§ DOCUMENT TEXT:
>>>>

- Original cinema poster
- Directed by: Ian Sharp
- Screenplay by: Malcolm Stone
- Based on: Mrs Caldicot's Cabbage War
- Produced by: Andy Birmingham
- Starring: Pauline Collins John Alderton Peter Capaldi
- Cinematography: Sue Gibson
- Edited by: Gerry Hambling
- Music by: Alan Lisk
- Production company: Evolution Films Ltd
- Distributed by: Arrow Film Distributors
- Release dates: 5 June 2002 (IFE); 25 June 2002 (MIFF); 31 January 2003 (UK & IRL);
- Running time: 107 minutes
- Country: United Kingdom
- Language: English

= Mrs Caldicot's Cabbage War =

2002 British comedy-drama film

Mrs Caldicot's Cabbage War is a 2002 British comedy-drama film, directed by Ian Sharp and starring Pauline Collins, John Alderton and Peter Capaldi. It is based on a 1993 novel with the same name by author and conspiracy theorist Vernon Coleman.

It is the story about a woman, Thelma Caldicot, who is coerced by her manipulative son Derek and daughter-in-law to move into a run-down nursing home, owned by Derek's employer, after the death of her bullying husband. Derek also gets her to sign over her house to him. However, she doesn't like it at the nursing home and shows her frustration. After having been medicated by the staff to stay calm, she finally incites her fellow inmates to revolt.

<<<<

§ WHAT IS NEEDED: Reproduce the entire text about the film Mrs Caldicot's Cabbage War word for word, leaving nothing out. The listing that comes next is drawn from a separate source.

Dataset listing:
>>>>

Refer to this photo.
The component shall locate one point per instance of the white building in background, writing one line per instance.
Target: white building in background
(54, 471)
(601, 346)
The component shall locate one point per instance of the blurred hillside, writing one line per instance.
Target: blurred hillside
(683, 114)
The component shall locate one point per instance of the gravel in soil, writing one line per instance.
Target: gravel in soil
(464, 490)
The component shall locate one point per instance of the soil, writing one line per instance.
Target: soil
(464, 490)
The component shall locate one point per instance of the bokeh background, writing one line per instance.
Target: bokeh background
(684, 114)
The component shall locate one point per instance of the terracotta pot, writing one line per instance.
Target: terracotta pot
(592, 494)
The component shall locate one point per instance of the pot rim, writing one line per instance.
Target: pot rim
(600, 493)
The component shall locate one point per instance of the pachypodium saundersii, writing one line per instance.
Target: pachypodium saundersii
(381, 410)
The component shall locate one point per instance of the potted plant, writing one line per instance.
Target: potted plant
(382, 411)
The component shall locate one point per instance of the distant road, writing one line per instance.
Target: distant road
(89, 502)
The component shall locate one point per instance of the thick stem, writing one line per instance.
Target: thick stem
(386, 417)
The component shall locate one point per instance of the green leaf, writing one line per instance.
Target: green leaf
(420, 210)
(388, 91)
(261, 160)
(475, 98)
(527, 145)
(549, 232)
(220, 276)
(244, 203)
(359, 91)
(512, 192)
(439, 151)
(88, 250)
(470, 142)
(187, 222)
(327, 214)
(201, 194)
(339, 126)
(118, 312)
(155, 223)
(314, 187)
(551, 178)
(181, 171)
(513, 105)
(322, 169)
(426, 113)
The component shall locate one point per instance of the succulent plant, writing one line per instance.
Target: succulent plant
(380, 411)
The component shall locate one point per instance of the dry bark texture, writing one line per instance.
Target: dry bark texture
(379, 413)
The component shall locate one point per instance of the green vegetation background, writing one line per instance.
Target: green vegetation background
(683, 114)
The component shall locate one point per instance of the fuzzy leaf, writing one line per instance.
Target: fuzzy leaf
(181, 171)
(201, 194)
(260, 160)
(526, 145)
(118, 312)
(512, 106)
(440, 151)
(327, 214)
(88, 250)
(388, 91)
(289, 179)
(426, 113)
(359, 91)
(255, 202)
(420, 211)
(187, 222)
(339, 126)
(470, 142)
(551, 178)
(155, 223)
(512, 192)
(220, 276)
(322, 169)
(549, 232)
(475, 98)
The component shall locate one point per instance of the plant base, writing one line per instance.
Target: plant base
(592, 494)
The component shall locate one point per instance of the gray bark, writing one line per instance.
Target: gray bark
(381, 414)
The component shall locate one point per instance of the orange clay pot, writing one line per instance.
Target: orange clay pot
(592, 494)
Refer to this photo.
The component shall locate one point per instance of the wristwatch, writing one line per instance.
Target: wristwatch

<<<<

§ RESPONSE BELOW:
- Original cinema poster
- Directed by: Ian Sharp
- Screenplay by: Malcolm Stone
- Based on: Mrs Caldicot's Cabbage War
- Produced by: Andy Birmingham
- Starring: Pauline Collins John Alderton Peter Capaldi
- Cinematography: Sue Gibson
- Edited by: Gerry Hambling
- Music by: Alan Lisk
- Production company: Evolution Films Ltd
- Distributed by: Arrow Film Distributors
- Release dates: 5 June 2002 (IFE); 25 June 2002 (MIFF); 31 January 2003 (UK & IRL);
- Running time: 107 minutes
- Country: United Kingdom
- Language: English

= Mrs Caldicot's Cabbage War =

2002 British comedy-drama film

Mrs Caldicot's Cabbage War is a 2002 British comedy-drama film, directed by Ian Sharp and starring Pauline Collins, John Alderton and Peter Capaldi. It is based on a 1993 novel with the same name by author and conspiracy theorist Vernon Coleman.

It is the story about a woman, Thelma Caldicot, who is coerced by her manipulative son Derek and daughter-in-law to move into a run-down nursing home, owned by Derek's employer, after the death of her bullying husband. Derek also gets her to sign over her house to him. However, she doesn't like it at the nursing home and shows her frustration. After having been medicated by the staff to stay calm, she finally incites her fellow inmates to revolt.